- _Selected excerpt_
Solar plane completes round-the-world trip

Solar plane completes round-the-world trip
Solar Impulse 2 landed back again in Abu Dhabi last night, just over two days after it took off from Cairo late on July 23rd, completing the final leg of its long journey.

More than a year after it took off from Abu Dhabi, solar-powered plane has completed its round-the-world trip, the Verge reports.

The craft spent a total of 505 hours — more than 23 days — in the air, stopping at airports across Europe, North America, and Asia to avoid inclement weather, and to give its two pilots well-deserved breaks.

It took pilot Bertrand Piccard two days and 37 minutes to fly Solar Impulse 2 from Cairo to Abu Dhabi, but that wasn’t close to the longest leg of the 16-step journey. That honor went to the trip across the Pacific ocean, with Piccard’s fellow pilot André Borschberg manning the controls for 4 days, 21 hours, and 51 minutes as he flew the craft from Nagoya, Japan, to Honolulu, Hawaii. It was the endurance capabilities of the two pilots that dictated the journey’s route and regular stops, rather than Solar Impulse 2 itself, which could theoretically fly forever on the power provided by 17,000 photovoltaic cells housed on its wings.

The solar plane is wider than a Boeing 747, with a wingspan of 72 meters (236 feet), but offers its pilots none of the same comforts as that craft, cooping them up in a cramped cockpit for hours on end. It also doesn’t share the jet engines of airliners, instead traveling through the skies at a leisurely 30 mph, making even the short hops between European countries fairly grueling experiences for its pilots. The journey from Cairo to Abu Dhabi was also made more difficult by severe turbulence, forcing Piccard to keep a grip on the controls as he ascended to 29,000 feet during the day, and back down to 5,000 feet at night, when the plane’s solar cells weren’t being charged.

As co-founders of Solar Impulse, Piccard and Borschberg say their feat was designed to prove “that clean technologies can achieve the impossible,” telling the Guardian that their 40,000 kilometer journey was “not just a first in the history of aviation, but also a first in the history of energy.”

From the cockpit of the Solar Impulse 2, Piccard called on everyone to see the round-the-world journey as a call to action.

“All the clean technologies we use, they can be used everywhere. So we have flown 40,000km, but now it is up to other people to take it further. It is up to every person in a house to take it further, every head of state, every mayor in a city, every entrepreneur or CEO of a company.”

- _What you should do_
Quote the passage of the solar plane article starting at "It took pilot" and ending at "on its wings.", copying it word for word.

- _Excerpted records_
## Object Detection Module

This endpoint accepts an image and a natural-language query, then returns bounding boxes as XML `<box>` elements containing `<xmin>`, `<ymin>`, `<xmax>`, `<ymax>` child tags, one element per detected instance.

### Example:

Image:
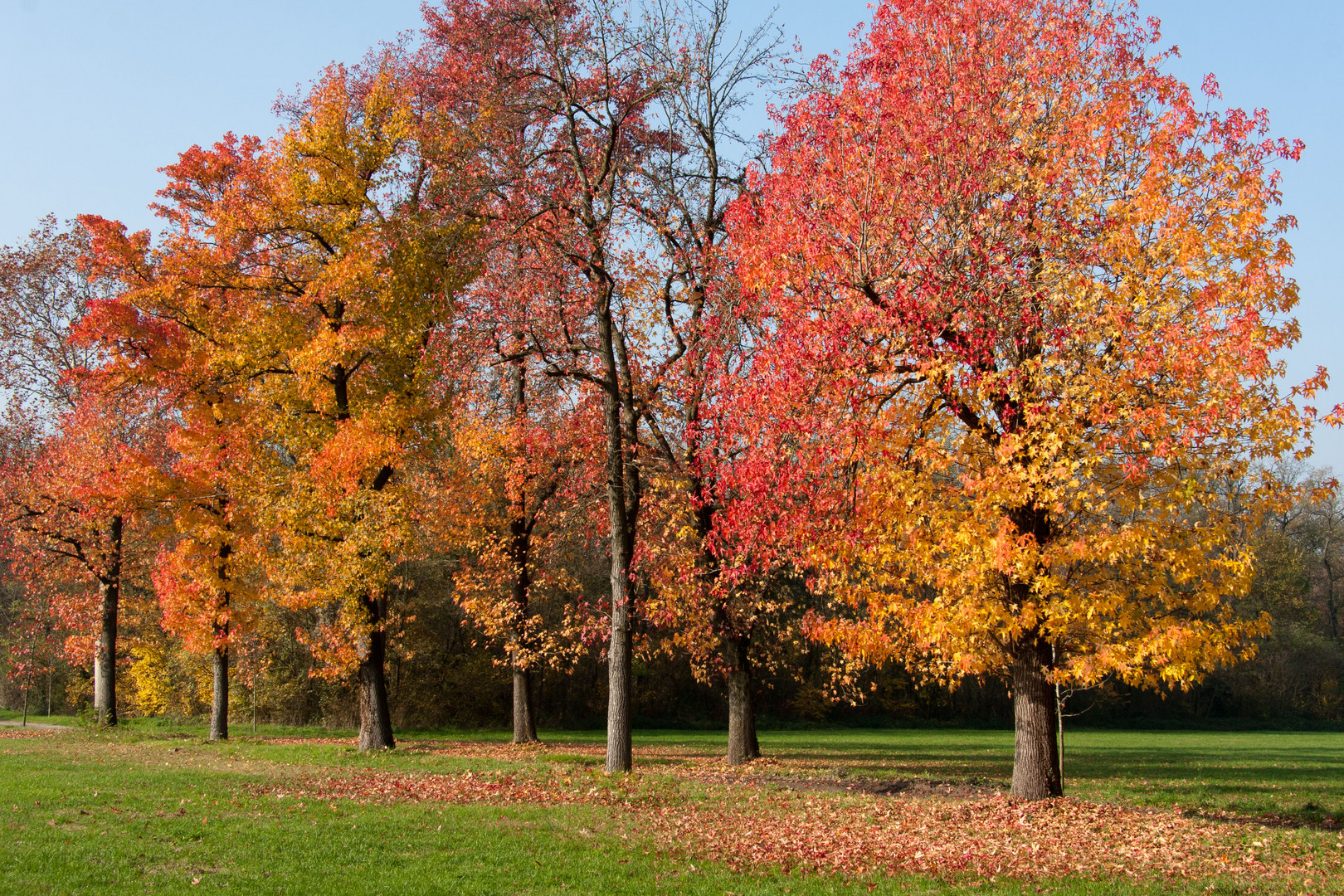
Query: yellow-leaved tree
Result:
<box><xmin>735</xmin><ymin>0</ymin><xmax>1320</xmax><ymax>799</ymax></box>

- _Task answer_
It took pilot Bertrand Piccard two days and 37 minutes to fly Solar Impulse 2 from Cairo to Abu Dhabi, but that wasn’t close to the longest leg of the 16-step journey. That honor went to the trip across the Pacific ocean, with Piccard’s fellow pilot André Borschberg manning the controls for 4 days, 21 hours, and 51 minutes as he flew the craft from Nagoya, Japan, to Honolulu, Hawaii. It was the endurance capabilities of the two pilots that dictated the journey’s route and regular stops, rather than Solar Impulse 2 itself, which could theoretically fly forever on the power provided by 17,000 photovoltaic cells housed on its wings.